* _The request_
Copy the listing below word for word, but leave the pictures out.

Pointing records for named objects
**********

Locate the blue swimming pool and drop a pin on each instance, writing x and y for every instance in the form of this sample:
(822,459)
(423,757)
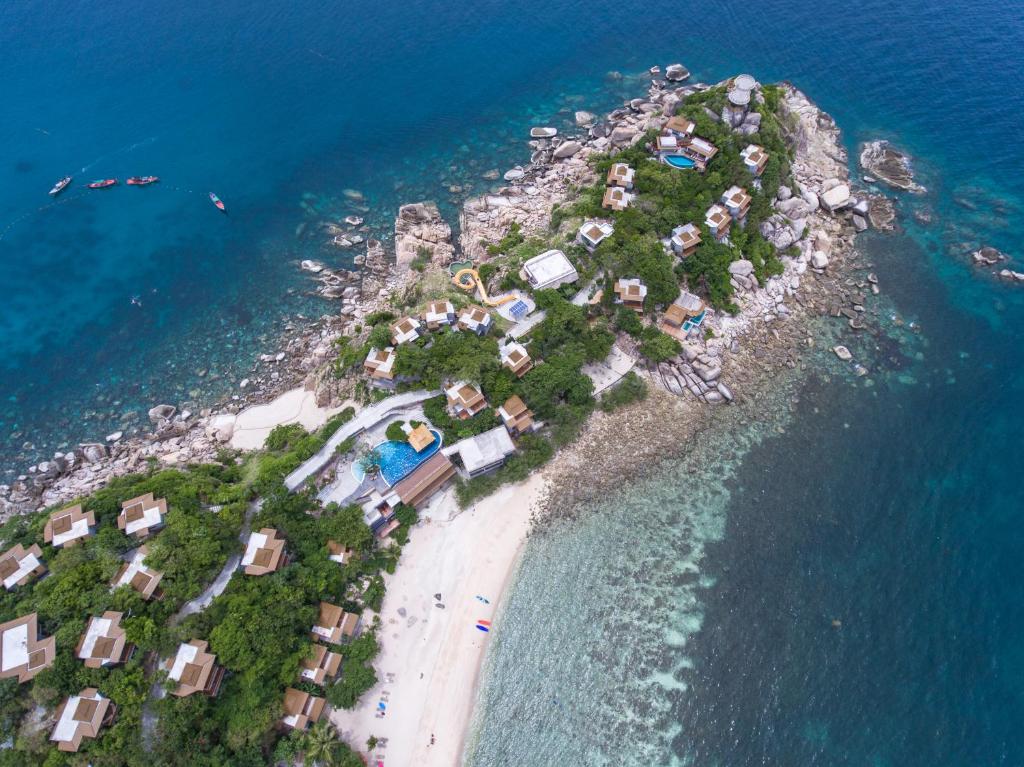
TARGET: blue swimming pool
(678,161)
(398,459)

**********

* _Written response_
Locate the blue swimming pool and drop a pin on each instance, writing x and y for every instance in the form of this sample:
(822,459)
(423,757)
TARGET: blue swimming pool
(678,161)
(398,459)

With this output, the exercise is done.